• _DOCUMENT SEGMENT_:
The oddest of these in version X2 is a 'Thinnify' tool that claims to make people look thinner than they really are. What it actually does is make a sort of digital pleat in the picture so that anybody under the cursor looks a little bit thinner, but the rest of the picture, including anybody unfortunate enough to be nearby, gets stretched to fill in the missing pixels and ends up looking slightly fatter.
The Makeover tools, which are designed to hide blemishes, remove red-eye, whiten teeth and add fake tans, have been expanded with an eye whitener, just in case subjects have had a rough night before the shoot and are sporting bloodshot eyes that might give the game away.
The new graphite-coloured workspace is supposed to enable users to concentrate on the image instead of the interface, but we suspect the graphite is merely for the benefit of Vista users, and we opted to use the brighter XP-style colour scheme. Another feature that leaves us cold is the ability to change the language of the interface at will. Unless you're a bulk buyer for an international conglomerate with a peripatetic team of multi-lingual salesmen giving regular demos to foreign clients in different countries, you'll never need it; and the new Save for Office option is just a conglomeration of existing Resize and Save As options.

• _THE TASKS_:
#1 Echo the passage of the version X2 review from "The oddest of" to "looking slightly fatter.".
#2 In the version X2 review, what tool has been added to the expanded Makeover tools?

• _INFORMATION SUPPLIED_:
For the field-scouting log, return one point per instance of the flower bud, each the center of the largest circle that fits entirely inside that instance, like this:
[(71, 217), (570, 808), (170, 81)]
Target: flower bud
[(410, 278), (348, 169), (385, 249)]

• _OUTPUTS IN ORDER_:
#1
The oddest of these in version X2 is a 'Thinnify' tool that claims to make people look thinner than they really are. What it actually does is make a sort of digital pleat in the picture so that anybody under the cursor looks a little bit thinner, but the rest of the picture, including anybody unfortunate enough to be nearby, gets stretched to fill in the missing pixels and ends up looking slightly fatter.

#2 An eye whitener.